▶ _What needs to be done_: Where in the records does the word "collar" occur? Copy each line in which it does.

•••••

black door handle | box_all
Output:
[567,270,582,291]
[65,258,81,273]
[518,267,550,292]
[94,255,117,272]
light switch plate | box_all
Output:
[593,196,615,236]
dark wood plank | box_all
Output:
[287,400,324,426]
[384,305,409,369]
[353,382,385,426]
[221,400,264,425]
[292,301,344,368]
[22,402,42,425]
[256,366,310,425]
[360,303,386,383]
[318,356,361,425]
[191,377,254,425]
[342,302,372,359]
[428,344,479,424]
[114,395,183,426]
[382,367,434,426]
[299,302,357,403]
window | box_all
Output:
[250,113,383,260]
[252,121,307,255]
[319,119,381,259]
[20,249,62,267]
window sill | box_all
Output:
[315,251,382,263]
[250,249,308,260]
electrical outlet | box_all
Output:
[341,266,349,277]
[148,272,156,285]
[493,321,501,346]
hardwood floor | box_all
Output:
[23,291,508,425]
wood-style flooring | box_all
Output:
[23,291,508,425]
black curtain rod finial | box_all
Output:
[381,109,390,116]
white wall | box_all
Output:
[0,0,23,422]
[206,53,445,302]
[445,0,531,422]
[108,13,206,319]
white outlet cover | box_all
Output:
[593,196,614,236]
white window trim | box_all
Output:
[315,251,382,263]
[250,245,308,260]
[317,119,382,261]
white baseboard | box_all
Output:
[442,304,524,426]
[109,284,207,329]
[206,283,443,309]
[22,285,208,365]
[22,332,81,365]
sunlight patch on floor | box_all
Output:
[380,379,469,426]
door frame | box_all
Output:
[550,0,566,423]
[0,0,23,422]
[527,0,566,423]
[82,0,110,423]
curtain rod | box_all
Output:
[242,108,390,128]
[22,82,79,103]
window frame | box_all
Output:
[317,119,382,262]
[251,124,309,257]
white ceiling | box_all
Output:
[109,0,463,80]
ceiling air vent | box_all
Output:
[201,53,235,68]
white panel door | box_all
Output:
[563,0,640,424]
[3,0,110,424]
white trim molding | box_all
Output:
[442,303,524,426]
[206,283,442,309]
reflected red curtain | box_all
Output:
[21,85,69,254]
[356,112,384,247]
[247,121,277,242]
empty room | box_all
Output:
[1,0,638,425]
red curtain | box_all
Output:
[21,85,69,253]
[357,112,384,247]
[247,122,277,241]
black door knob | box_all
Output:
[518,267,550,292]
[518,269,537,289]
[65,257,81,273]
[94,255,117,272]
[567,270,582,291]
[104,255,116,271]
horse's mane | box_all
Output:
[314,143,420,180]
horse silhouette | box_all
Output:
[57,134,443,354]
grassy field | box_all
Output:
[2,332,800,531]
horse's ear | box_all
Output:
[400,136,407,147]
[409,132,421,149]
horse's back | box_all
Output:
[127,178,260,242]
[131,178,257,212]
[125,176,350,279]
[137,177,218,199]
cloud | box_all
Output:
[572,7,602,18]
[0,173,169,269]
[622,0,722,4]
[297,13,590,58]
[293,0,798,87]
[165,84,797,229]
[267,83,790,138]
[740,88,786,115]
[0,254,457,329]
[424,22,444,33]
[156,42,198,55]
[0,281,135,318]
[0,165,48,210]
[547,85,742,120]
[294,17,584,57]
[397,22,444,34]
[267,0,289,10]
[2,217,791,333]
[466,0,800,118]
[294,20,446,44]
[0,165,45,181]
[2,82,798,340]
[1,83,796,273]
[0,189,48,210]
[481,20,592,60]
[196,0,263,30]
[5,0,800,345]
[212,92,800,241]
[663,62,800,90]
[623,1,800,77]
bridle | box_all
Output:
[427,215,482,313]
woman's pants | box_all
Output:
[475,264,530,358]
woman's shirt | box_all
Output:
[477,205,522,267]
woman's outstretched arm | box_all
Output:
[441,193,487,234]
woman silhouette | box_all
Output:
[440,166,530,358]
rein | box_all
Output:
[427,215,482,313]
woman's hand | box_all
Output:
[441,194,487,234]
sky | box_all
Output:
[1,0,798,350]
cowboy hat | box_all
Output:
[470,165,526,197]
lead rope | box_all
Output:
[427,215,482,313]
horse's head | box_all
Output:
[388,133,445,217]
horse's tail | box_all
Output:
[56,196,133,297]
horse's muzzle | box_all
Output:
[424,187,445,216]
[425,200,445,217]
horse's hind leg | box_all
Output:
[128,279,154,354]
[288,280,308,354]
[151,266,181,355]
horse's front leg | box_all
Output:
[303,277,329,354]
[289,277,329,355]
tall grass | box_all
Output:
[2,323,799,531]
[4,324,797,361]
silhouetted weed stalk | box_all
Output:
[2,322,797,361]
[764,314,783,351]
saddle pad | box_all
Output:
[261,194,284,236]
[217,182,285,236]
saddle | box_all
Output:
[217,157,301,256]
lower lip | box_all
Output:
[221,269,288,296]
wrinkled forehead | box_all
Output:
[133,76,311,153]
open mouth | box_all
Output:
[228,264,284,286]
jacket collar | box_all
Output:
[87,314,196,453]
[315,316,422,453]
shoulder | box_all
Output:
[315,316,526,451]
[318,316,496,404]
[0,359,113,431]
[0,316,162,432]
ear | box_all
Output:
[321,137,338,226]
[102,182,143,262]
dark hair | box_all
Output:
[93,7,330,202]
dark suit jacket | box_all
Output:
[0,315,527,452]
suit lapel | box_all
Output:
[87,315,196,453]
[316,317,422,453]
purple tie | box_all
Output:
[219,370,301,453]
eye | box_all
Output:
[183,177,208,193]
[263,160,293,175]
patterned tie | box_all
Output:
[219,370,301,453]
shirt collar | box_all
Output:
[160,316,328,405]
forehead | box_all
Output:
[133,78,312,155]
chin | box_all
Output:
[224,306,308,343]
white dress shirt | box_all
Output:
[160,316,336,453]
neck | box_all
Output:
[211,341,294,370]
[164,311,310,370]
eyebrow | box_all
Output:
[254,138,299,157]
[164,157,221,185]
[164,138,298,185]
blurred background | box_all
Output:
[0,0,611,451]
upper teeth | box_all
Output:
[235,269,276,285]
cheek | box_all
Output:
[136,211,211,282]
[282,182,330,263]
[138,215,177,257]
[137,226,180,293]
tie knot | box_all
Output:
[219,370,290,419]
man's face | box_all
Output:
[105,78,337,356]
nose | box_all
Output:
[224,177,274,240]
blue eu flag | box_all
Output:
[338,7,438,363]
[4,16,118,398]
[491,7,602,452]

•••••

▶ _Your solution_:
jacket collar | box_all
shirt collar | box_all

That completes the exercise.